* **O problema**:
Reúna, dentre as linhas abaixo, todas aquelas em que aparece a palavra "instance" e transcreva-as integralmente.
*** Excertos das linhas
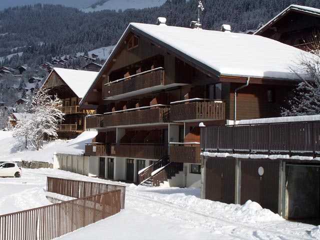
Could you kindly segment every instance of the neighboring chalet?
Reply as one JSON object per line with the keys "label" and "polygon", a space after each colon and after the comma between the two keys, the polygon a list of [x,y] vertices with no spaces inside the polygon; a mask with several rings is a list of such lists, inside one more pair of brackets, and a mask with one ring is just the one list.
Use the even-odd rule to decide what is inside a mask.
{"label": "neighboring chalet", "polygon": [[60,110],[66,114],[59,126],[59,138],[73,138],[85,130],[85,116],[92,110],[90,108],[80,110],[79,102],[97,74],[92,72],[54,68],[46,80],[42,88],[49,89],[51,95],[61,100]]}
{"label": "neighboring chalet", "polygon": [[99,72],[102,68],[102,65],[100,64],[92,62],[82,67],[82,70],[86,71]]}
{"label": "neighboring chalet", "polygon": [[290,5],[254,34],[308,50],[314,42],[314,36],[318,37],[320,30],[320,9]]}
{"label": "neighboring chalet", "polygon": [[[234,174],[238,161],[208,156],[204,162],[199,126],[279,116],[297,82],[288,64],[294,66],[304,54],[310,54],[258,36],[130,24],[80,103],[82,108],[96,109],[87,116],[86,128],[98,134],[86,144],[85,154],[96,162],[100,177],[202,186],[204,198],[240,204],[238,197],[212,196],[234,194],[236,180],[224,182],[228,176],[222,172],[217,176],[223,187],[205,187],[212,186],[216,172],[206,172],[204,162],[220,164]],[[209,142],[216,134],[210,134]],[[246,162],[258,172],[258,160]],[[271,170],[280,174],[278,168]]]}

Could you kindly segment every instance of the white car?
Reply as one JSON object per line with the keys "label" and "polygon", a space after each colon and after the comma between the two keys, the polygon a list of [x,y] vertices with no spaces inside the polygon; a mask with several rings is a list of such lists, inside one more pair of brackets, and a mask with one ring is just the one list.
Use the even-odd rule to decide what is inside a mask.
{"label": "white car", "polygon": [[16,162],[0,164],[0,177],[14,176],[20,178],[22,174],[21,168]]}

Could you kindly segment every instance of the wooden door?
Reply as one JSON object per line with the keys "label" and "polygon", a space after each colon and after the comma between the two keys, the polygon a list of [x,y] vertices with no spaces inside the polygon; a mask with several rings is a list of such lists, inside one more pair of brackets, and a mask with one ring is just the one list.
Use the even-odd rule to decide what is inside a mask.
{"label": "wooden door", "polygon": [[126,158],[126,180],[134,182],[134,160]]}

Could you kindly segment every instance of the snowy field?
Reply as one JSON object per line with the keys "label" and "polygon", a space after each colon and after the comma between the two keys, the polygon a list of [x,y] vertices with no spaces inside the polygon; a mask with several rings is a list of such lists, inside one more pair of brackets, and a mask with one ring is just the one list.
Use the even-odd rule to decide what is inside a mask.
{"label": "snowy field", "polygon": [[[77,148],[94,136],[86,132],[80,137],[82,140],[58,140],[38,152],[17,152],[10,150],[10,133],[2,132],[5,132],[0,133],[0,152],[7,158],[27,156],[38,159],[42,152],[43,160],[50,158],[48,156],[49,152],[60,148],[63,152],[68,148],[70,152],[80,150]],[[22,168],[20,178],[0,178],[0,214],[50,204],[46,196],[47,176],[112,182],[60,170]],[[256,202],[248,201],[240,206],[202,200],[198,188],[126,186],[124,210],[59,239],[320,239],[320,226],[285,220]]]}

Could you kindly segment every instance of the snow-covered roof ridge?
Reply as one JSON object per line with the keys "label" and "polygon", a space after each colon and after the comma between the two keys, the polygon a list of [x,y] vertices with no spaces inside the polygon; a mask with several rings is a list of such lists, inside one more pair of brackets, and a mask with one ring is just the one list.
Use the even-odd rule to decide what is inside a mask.
{"label": "snow-covered roof ridge", "polygon": [[238,124],[262,124],[307,121],[320,121],[320,114],[240,120],[238,122]]}
{"label": "snow-covered roof ridge", "polygon": [[84,96],[98,74],[98,72],[96,72],[54,68],[50,75],[54,71],[56,72],[76,95],[80,98]]}
{"label": "snow-covered roof ridge", "polygon": [[289,66],[306,54],[258,36],[138,23],[130,26],[218,76],[296,79]]}
{"label": "snow-covered roof ridge", "polygon": [[305,12],[306,13],[312,14],[314,16],[320,16],[320,9],[316,8],[312,8],[310,6],[302,6],[301,5],[292,4],[283,10],[282,12],[281,12],[274,18],[270,20],[269,22],[268,22],[266,24],[264,24],[259,29],[256,30],[256,32],[254,32],[253,34],[255,35],[261,32],[263,30],[266,28],[270,25],[271,25],[271,24],[272,24],[273,22],[275,22],[278,20],[278,19],[281,18],[282,16],[286,14],[288,12],[292,10],[300,12]]}
{"label": "snow-covered roof ridge", "polygon": [[[296,68],[298,62],[294,61],[298,60],[302,54],[311,54],[258,36],[132,22],[113,48],[90,88],[98,82],[107,66],[112,64],[126,36],[132,32],[172,51],[186,62],[192,62],[218,76],[250,76],[296,80],[296,76],[290,68]],[[82,99],[80,104],[84,102]]]}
******
* **Resposta à tarefa**:
Could you kindly segment every instance of the neighboring chalet?
Could you kindly segment every instance of the white car?
Could you kindly segment every instance of the wooden door?
Could you kindly segment every instance of the snowy field?
Could you kindly segment every instance of the snow-covered roof ridge?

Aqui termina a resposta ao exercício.